* **Problem statement**
Render all the lines below as a Markdown table with two columns, Row and Line text, numbering each row and skipping any blank lines. Leave the pictures out.

Coordinate labeling data
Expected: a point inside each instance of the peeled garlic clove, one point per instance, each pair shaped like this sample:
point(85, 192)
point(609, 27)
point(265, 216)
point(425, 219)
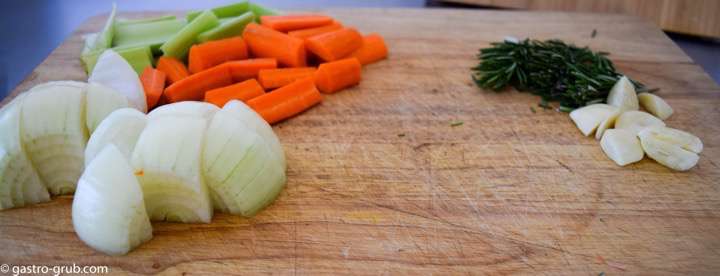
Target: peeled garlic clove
point(621, 146)
point(655, 105)
point(588, 118)
point(108, 211)
point(623, 95)
point(608, 123)
point(636, 121)
point(101, 101)
point(676, 137)
point(54, 133)
point(668, 154)
point(121, 128)
point(188, 109)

* **Output for this exercise**
| Row | Line text |
|---|---|
| 1 | Expected: a point inside each instance of the peeled garlic clove, one point per instance, each pair shaped like this sample: |
| 2 | point(85, 192) |
| 3 | point(609, 27) |
| 4 | point(265, 216) |
| 5 | point(425, 219) |
| 6 | Target: peeled garlic clove |
| 7 | point(621, 146) |
| 8 | point(655, 105) |
| 9 | point(588, 118) |
| 10 | point(108, 211) |
| 11 | point(623, 95) |
| 12 | point(608, 123) |
| 13 | point(636, 121) |
| 14 | point(101, 101) |
| 15 | point(676, 137) |
| 16 | point(54, 133) |
| 17 | point(668, 154) |
| 18 | point(121, 128) |
| 19 | point(188, 109) |